**TASK INPUT:**
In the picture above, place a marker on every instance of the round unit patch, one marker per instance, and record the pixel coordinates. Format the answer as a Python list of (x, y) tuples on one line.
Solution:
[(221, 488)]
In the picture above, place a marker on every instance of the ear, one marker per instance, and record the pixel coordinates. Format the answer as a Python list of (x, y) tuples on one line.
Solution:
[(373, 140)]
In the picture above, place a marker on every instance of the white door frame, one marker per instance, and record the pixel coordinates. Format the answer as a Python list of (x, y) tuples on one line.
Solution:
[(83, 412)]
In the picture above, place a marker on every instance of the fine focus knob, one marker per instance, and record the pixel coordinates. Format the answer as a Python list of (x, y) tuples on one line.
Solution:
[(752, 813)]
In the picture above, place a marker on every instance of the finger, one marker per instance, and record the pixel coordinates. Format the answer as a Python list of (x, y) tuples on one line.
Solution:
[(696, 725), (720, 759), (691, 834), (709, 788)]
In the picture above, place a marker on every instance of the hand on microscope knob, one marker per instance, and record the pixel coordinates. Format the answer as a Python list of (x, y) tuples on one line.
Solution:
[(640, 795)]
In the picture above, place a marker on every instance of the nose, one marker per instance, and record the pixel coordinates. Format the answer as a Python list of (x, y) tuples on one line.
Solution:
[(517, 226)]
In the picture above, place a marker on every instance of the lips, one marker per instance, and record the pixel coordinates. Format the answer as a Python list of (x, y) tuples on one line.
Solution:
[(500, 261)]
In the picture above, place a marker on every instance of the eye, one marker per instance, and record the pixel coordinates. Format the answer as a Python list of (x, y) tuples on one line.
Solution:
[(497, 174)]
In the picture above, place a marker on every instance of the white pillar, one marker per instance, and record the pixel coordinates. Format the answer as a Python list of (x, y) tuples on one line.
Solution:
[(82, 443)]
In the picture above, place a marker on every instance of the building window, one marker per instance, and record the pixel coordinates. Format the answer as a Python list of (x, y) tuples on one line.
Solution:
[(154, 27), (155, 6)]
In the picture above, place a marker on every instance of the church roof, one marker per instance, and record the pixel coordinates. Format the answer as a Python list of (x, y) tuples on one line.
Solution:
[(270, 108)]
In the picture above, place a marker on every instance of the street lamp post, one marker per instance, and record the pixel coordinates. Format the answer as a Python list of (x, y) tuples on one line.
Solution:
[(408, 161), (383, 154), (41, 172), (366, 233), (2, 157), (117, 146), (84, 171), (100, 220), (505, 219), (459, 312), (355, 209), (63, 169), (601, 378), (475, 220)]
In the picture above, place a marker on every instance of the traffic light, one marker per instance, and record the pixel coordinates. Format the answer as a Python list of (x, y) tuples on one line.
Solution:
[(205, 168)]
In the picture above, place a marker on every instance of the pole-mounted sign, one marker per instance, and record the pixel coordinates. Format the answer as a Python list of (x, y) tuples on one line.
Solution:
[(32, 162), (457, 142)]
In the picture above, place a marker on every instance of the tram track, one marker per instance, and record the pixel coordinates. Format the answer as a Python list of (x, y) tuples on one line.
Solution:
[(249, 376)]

**WORK TASK:**
All of the material above needs to be transcribed verbatim.

**SOLUTION TO THE PROBLEM:**
In the picture above, place a marker on every instance of the round unit patch, one marker per instance, and record the pixel coordinates. Format the answer as a Python list of (x, y) tuples on one line.
Solution:
[(221, 488)]
In the picture above, place a marker on every instance of the ear, one marker per instance, and record the pixel coordinates. Format the answer as a Python list of (x, y) tuples on one line.
Solution:
[(373, 140)]
In the picture above, place a marker on every instance of the white door frame, one marker per instance, and record the pixel coordinates. Format the answer as a Python list of (x, y) tuples on one line.
Solution:
[(83, 412)]
In the picture above, place a marker on every instance of the fine focus knob, one marker per instance, and record the pixel coordinates. Format the answer as a Python list of (x, y) tuples on one line.
Solution:
[(752, 813)]
In the picture above, place a marker on every instance of the finger, one marker per instance, and record the pixel coordinates. Format the answer as a Python list of (x, y) tuples on one line.
Solution:
[(696, 725), (720, 759), (691, 834), (709, 788)]
In the picture above, place a marker on every instance of the hand on microscope knob, one marker per instance, and record the pixel coordinates. Format the answer as a Python list of (x, y) tuples on one line.
Solution:
[(640, 795)]
In the picture above, place a marker on every instance of the nose, one marker per instance, and record the pixel coordinates. Format the answer as a Python list of (x, y) tuples on one line.
Solution:
[(517, 226)]
In the picture above, place a marker on every instance of the lips, one marker per instance, and record the pixel coordinates. Format the answer as a Python list of (x, y) tuples on one line.
Solution:
[(500, 261)]
In the picture above, place a marker on every instance of the eye, one marker per instance, and record the pixel coordinates. Format the answer as a Python list of (x, y) tuples on one line.
Solution:
[(497, 174)]
In the picture above, place a marker on every instance of the white pillar, one marker per instance, and record the pixel coordinates. Format the answer as a Python list of (x, y) tuples on one line.
Solution:
[(82, 443)]
In the picture above, place a marker on every instance of the building window, one marker per instance, and record the pixel coordinates. Format the answer as a Python list of (x, y) tuples on one line.
Solution:
[(154, 27), (155, 6)]
In the picture above, place a marker on every instance of the church roof, one marker per instance, and record the pixel coordinates. Format the answer as a Python list of (x, y) tuples on one line.
Solution:
[(270, 108)]
In the picture above, place a marker on every instance of the street lamp post, one marker per instance, and record the pixel coordinates. Format the answer as a Python list of (x, y) tuples on one line.
Solution:
[(408, 161), (383, 154), (41, 172), (366, 233), (2, 157), (117, 146), (84, 171), (100, 220), (505, 219), (459, 312), (355, 209), (63, 169), (601, 378), (475, 220)]
In the picture above, place a marker on every instance of the traffic light, one marker per instance, and record the pixel coordinates. Format the answer as a Python list of (x, y) tuples on one line.
Solution:
[(205, 168)]
In the picture above, place a marker on every instance of the pole-mounted sign, one marker per instance, and record the pixel coordinates. Format the answer as a Python list of (x, y) tuples on one line.
Solution:
[(32, 162), (457, 142)]
In the picture above, place a marker on every instance of the tram track, one marker per instance, and record the pixel coordinates. Format the answer as a Python list of (x, y) tuples on one line.
Solution:
[(249, 376)]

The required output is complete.